(Collected data)
+-------+

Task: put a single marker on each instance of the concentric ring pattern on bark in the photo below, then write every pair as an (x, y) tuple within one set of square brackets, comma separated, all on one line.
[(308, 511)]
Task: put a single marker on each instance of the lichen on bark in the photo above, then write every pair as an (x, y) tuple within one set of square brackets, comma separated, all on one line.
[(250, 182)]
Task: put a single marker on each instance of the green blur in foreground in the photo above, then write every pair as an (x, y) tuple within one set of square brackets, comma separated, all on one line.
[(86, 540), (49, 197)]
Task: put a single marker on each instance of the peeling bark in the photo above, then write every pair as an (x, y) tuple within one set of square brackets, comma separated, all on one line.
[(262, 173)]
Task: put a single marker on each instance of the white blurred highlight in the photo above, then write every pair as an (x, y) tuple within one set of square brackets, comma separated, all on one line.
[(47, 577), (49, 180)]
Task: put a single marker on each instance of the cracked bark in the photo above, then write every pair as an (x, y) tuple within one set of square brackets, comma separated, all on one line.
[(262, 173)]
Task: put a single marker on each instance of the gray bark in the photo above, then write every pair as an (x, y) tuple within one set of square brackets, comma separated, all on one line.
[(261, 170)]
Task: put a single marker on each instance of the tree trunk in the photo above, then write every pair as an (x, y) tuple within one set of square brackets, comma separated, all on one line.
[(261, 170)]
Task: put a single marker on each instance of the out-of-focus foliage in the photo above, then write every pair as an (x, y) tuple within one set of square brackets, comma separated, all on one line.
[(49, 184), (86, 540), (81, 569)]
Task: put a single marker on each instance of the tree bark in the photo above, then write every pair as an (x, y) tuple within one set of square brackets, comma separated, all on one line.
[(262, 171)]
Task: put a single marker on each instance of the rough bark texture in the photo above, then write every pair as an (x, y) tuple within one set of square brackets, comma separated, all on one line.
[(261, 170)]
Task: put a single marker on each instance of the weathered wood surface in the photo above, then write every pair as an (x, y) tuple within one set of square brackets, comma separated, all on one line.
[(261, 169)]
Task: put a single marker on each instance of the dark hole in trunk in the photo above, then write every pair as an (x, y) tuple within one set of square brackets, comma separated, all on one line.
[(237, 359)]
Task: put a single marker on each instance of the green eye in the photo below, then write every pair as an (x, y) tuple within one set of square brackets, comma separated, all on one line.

+-------+

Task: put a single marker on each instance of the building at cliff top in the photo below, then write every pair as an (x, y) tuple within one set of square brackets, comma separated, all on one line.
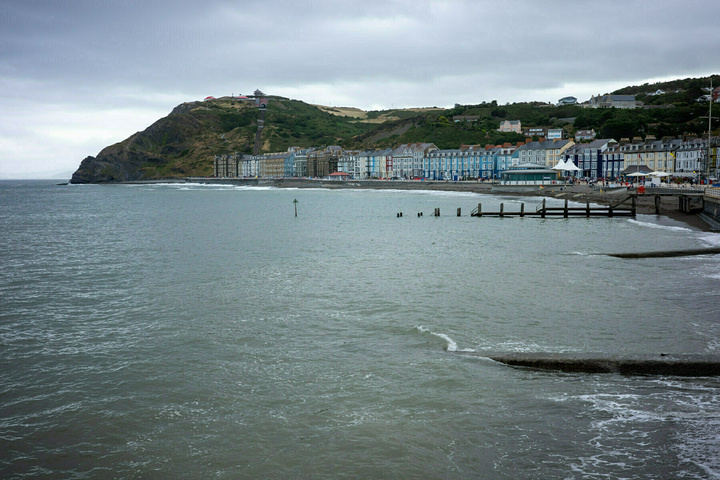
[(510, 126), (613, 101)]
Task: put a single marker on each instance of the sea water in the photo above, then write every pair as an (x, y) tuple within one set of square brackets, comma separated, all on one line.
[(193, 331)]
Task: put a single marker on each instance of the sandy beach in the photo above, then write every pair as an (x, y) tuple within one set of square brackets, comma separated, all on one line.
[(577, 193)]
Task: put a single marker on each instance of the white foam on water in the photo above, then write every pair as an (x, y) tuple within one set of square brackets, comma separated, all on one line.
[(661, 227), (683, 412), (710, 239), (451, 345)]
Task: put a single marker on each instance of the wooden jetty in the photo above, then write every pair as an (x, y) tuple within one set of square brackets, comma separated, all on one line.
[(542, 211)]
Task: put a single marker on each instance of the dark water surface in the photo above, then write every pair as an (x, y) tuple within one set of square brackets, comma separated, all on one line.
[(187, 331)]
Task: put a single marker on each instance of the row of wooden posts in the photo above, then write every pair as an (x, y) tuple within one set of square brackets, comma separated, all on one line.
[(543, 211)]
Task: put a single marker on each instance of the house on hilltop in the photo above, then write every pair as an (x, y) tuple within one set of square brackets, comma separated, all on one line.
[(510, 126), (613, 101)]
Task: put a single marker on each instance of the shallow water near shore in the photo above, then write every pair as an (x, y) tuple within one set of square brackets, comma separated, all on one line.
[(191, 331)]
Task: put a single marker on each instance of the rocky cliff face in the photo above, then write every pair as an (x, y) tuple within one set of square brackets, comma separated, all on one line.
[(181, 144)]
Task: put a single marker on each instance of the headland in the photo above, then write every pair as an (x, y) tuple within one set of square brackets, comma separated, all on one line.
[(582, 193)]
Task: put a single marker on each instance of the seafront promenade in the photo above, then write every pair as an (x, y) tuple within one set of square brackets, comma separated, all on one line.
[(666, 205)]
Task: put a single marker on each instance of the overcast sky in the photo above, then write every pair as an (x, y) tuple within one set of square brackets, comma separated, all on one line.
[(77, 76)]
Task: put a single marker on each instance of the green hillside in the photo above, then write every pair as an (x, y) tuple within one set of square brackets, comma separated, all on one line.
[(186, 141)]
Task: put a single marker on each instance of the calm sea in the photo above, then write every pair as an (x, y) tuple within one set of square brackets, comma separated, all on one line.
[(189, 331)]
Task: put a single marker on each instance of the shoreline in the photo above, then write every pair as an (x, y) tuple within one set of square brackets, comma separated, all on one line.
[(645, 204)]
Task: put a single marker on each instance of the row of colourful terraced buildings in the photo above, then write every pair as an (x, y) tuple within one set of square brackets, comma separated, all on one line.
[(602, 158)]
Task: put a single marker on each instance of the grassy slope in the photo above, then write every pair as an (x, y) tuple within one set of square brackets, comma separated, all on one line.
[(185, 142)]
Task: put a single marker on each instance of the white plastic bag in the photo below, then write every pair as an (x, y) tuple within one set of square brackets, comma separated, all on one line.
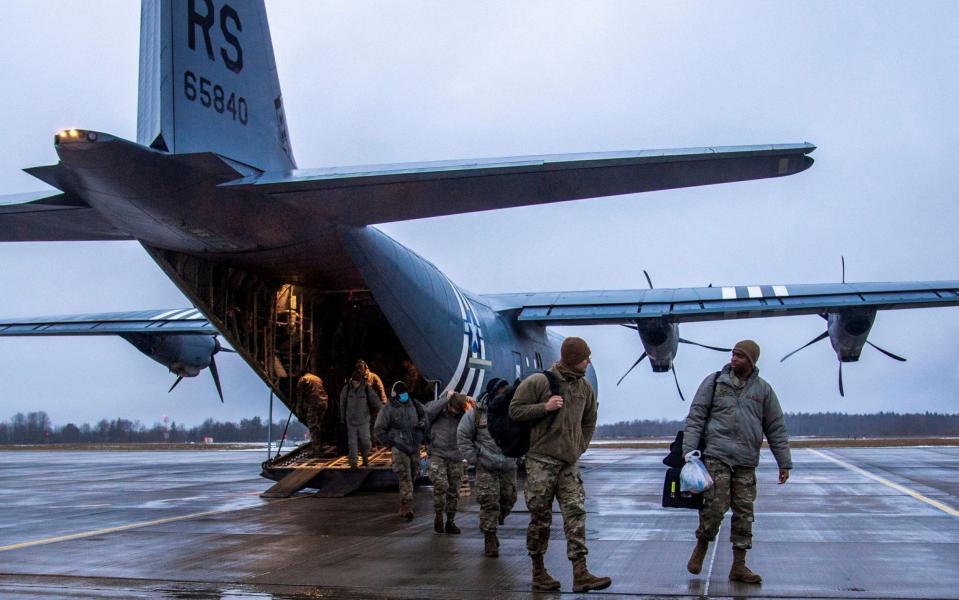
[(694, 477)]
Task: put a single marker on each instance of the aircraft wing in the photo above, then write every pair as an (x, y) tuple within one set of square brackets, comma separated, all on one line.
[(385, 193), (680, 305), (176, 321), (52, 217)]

+-------+

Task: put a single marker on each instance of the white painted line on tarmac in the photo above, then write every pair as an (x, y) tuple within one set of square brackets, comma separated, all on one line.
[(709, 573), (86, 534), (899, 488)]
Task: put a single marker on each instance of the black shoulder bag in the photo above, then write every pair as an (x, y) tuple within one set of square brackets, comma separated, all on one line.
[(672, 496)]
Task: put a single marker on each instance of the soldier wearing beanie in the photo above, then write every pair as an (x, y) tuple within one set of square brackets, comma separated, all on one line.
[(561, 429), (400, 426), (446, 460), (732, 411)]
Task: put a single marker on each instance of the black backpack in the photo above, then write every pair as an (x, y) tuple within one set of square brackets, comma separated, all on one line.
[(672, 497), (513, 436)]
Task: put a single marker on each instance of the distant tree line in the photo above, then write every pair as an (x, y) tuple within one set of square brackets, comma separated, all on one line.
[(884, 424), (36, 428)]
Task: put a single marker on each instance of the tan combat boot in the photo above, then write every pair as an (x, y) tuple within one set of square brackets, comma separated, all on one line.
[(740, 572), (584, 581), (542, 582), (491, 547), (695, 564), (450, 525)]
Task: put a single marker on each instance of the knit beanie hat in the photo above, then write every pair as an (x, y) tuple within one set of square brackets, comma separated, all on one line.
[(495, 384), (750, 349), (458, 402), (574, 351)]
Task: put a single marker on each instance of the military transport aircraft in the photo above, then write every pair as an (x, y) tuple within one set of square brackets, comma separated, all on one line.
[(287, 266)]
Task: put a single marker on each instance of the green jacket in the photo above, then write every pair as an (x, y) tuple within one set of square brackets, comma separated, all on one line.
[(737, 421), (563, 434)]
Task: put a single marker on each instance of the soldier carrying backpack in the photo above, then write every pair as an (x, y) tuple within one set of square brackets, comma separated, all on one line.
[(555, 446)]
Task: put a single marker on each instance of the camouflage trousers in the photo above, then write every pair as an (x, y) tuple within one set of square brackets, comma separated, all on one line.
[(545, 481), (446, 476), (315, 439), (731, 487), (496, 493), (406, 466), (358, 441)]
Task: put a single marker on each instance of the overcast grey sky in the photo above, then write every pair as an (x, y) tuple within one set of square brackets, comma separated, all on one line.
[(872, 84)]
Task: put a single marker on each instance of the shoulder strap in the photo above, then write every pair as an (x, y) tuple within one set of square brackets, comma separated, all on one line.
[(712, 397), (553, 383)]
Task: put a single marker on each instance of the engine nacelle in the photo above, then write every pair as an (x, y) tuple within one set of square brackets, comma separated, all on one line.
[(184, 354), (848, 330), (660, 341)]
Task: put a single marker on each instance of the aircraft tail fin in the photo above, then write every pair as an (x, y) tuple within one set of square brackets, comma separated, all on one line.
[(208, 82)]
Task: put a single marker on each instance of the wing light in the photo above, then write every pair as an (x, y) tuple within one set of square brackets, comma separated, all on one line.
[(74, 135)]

+-------+

■ **Task instructions**
Put the stretch of the records from the line containing "row of wooden" through the line containing "[(582, 193)]" into a JSON list of strings, one string per line and blank lines omitted.

■ **Written answer**
[
  "Task: put a single marker on each instance of the row of wooden posts in the photo above, then write every pair as an (x, y) tuple within one set of square brackets, comma separated, all on one line.",
  "[(543, 211)]",
  "Task: put a single marker on each instance of the house on hilltop in the photo above, then write every pair as an (x, y) tuple within one set of square brackets, comma separated, all on one line.",
  "[(510, 126), (613, 101)]",
  "Task: put a single marker on each instance of the shallow water near shore in the photo above, then write every pair as an (x, y) tuple within one set of square brackets, comma separated, all on one line.",
  "[(191, 331)]",
  "Task: put a single marker on each instance of the rocky cliff face in the photo above, then write every pair as an (x, y) tuple within one set of square brackets, comma separated, all on one line.",
  "[(181, 144)]",
  "Task: put a single marker on each instance of the headland in the photo above, then write every pair as an (x, y) tuple within one set of square brackets, comma separated, all on one line.",
  "[(582, 193)]"
]